Vuelve a caérsele el pelo a matojos y a tener ese dolor justo en la boca del estómago que tuvo cuando pensó que se quedaría en la calle, después de diez años cuidando a Felisa y al bueno de Rogelio, hasta que se murió cuando ya no recordaba a nadie de los que le rodeaban, y deambulaba por la casa con cara de angustia, como si fuera un niño al que abandonan en un colegio nuevo. Ha pedido cita con el médico por internet, y ha tenido que enseñarle el móvil al hijo pequeño de los señores para que se creyera que de verdad tenía que ir a la consulta. La noche anterior, cuando se levantó a ayudar a la señora a ir al baño, se permitió el lujo de comerse unas natillas a solas, en la oscuridad de la cocina. Adoraba esos escasos momentos en que podía olvidarse de todo y darse un capricho dulce, sin ojos inquisidores controlando cada uno de sus movimientos. A la mañana siguiente, el hijo mayor de los señores la llamó por teléfono indignadísmo, reprochándole esa fea costumbre de comer a escondidas. Mejor haría en reprocharle a su madre la costumbre de espiarla, aunque le aconsejaría que el reproche se lo hiciera cara a cara, así al menos su madre podría verle alguna vez.
Hay conciencias que pretenden lavarse haciendo daño a otros.
El médico siempre tiene una sonrisa para ella. A él le gusta llamarle Negra. Una vez estuvo en el Caribe de joven, y llamarla así parece que le trae recuerdos dulces. Él le ayudó a buscar el trabajo que tenía ahora. Los hijos de los señores le habían preguntado si conocía a alguien competente que les cuidara, como alternativa mejor a la residencia, y justo coincidió con la entrada de Felisa en ella, así que el médico les dio su nombre. Bendito sea. Aunque ahora tenía que volver a explicarle lo de los puñados de pelo negro en el suelo de la ducha y lo del dolor de tripa que la partía por la mitad.

§ **INFORMACIÓN**
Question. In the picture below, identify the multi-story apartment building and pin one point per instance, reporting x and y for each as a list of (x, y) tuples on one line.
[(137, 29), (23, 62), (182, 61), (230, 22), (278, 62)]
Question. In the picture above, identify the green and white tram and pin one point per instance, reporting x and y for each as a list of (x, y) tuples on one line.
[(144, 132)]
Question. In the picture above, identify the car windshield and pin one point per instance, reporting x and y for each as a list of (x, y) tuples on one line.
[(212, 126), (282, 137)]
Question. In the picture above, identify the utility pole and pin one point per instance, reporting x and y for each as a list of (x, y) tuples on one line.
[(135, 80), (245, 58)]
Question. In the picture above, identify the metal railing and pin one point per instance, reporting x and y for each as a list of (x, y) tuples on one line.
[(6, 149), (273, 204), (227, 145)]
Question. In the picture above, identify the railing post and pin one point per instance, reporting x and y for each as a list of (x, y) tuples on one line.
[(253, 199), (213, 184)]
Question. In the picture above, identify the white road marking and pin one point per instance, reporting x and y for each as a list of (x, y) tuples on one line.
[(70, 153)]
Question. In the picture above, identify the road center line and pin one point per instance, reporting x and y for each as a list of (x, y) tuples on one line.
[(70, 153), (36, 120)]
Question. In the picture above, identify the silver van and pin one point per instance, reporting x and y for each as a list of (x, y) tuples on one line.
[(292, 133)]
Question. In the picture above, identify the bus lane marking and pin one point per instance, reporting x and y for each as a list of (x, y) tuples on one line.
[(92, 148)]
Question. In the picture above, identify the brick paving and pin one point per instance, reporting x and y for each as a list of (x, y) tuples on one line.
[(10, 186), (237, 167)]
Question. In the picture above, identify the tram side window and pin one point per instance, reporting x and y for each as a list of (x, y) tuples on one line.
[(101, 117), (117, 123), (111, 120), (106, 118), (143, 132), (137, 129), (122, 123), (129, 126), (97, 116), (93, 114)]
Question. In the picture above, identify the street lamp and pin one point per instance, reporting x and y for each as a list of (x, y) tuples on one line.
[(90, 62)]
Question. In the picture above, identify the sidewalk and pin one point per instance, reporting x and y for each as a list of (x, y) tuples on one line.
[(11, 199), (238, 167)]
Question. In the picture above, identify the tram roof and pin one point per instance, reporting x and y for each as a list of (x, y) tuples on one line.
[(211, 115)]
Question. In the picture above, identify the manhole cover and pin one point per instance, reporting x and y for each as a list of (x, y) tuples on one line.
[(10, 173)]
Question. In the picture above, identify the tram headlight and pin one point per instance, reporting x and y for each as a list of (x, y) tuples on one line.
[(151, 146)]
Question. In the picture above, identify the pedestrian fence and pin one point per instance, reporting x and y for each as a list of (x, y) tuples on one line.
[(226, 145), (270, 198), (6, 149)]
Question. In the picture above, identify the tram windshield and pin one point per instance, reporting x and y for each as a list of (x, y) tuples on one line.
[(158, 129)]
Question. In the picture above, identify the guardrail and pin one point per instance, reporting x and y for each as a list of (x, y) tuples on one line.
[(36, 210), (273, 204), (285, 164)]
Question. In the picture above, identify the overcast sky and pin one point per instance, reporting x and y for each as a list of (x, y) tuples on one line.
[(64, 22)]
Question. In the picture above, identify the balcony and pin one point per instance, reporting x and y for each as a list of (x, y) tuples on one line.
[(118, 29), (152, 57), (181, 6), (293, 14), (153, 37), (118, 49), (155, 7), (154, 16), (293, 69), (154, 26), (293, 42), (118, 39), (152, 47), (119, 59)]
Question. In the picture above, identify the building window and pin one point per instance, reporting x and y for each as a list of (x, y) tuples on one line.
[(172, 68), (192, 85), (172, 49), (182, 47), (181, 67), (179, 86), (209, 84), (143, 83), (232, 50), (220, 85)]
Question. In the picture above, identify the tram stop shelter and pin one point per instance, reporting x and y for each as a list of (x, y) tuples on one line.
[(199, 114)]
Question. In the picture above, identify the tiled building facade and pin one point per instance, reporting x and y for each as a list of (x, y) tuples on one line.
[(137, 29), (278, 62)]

§ **TAREAS A REALIZAR**
**A)** Enumere todos los nombres propios que aparecen en el texto.
**B)** Resuma el texto en dos oraciones.
**C)** Devuelva, tal como figura en el texto, el tramo que va desde «Hay conciencias que» hasta «por la mitad.».
Los ítems no intervienen en estas tareas.

§ **RESULTADOS POR TAREA**
**A)** Felisa, Rogelio, Negra, Caribe

**B)** Una mujer vuelve a perder el pelo a matojos y a sentir un dolor en la boca del estómago, como cuando pensó que se quedaría en la calle después de diez años cuidando a Felisa y a Rogelio. Tras recibir el reproche del hijo mayor de los señores por comerse unas natillas a escondidas, ha pedido cita con el médico que siempre le sonríe, la llama Negra y le ayudó a conseguir su trabajo actual.

**C)**
Hay conciencias que pretenden lavarse haciendo daño a otros.
El médico siempre tiene una sonrisa para ella. A él le gusta llamarle Negra. Una vez estuvo en el Caribe de joven, y llamarla así parece que le trae recuerdos dulces. Él le ayudó a buscar el trabajo que tenía ahora. Los hijos de los señores le habían preguntado si conocía a alguien competente que les cuidara, como alternativa mejor a la residencia, y justo coincidió con la entrada de Felisa en ella, así que el médico les dio su nombre. Bendito sea. Aunque ahora tenía que volver a explicarle lo de los puñados de pelo negro en el suelo de la ducha y lo del dolor de tripa que la partía por la mitad.